◆ Passage provided:
------------------------------
Jones, P., L., & Petry, J., R. (1980). Evaluation of adult basic education in 
Tennessee, 1980. Memphis, TN: Memphis State University, College of 
Education. 



The 1980 Tennessee Study measured learners’ perceptions of their 
educational experience in Tennessee ABE programs. Data were collected with a 
26-item instrument. Variables were selected from the research literature and 
responses were recorded on 5-point Likert scales. Variables included self- 
expression, self-concept, family life, life in general, leisure, relationships with 
others, and relationships with society. Thus, unlike most of the other impact 
evaluations assessed in this report, the 1980 Tennessee Study focused primarily 
on the affective dimension. 

To select a sample, first a sample of programs across the state was 
identified (the report does not say how). Then each program was mailed a packet 
of surveys and the supervisor was asked to identify 25 students who would 
receive the survey. Each supervisor was asked to administer the survey 
personally. Information was received from 72 of the 89 programs then active in 
Tennessee. From a potential of 2,225 responses, 1,623 responses were received 
for a response rate of 73 percent.
------------------------------
◆ Source excerpt:

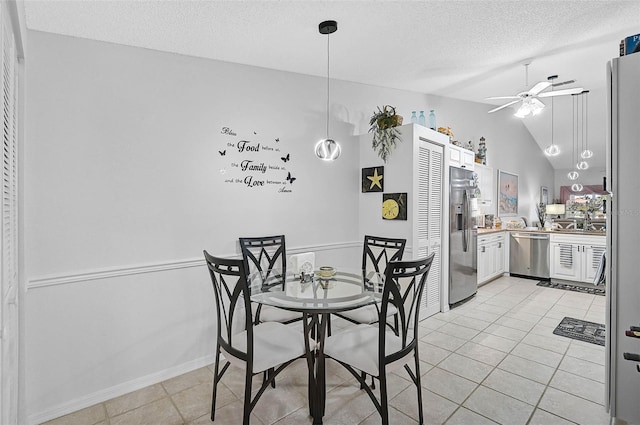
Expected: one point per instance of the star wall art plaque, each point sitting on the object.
------------------------------
◆ Challenge:
Answer from the 1980 Tennessee Study description, one line per question:
(a) How many items did the data collection instrument have?
(b) How many students was each program supervisor asked to identify?
(c) Of the programs then active in Tennessee, how many returned information?

◆ Worked answer:
(a) 26
(b) 25
(c) 72 of the 89 programs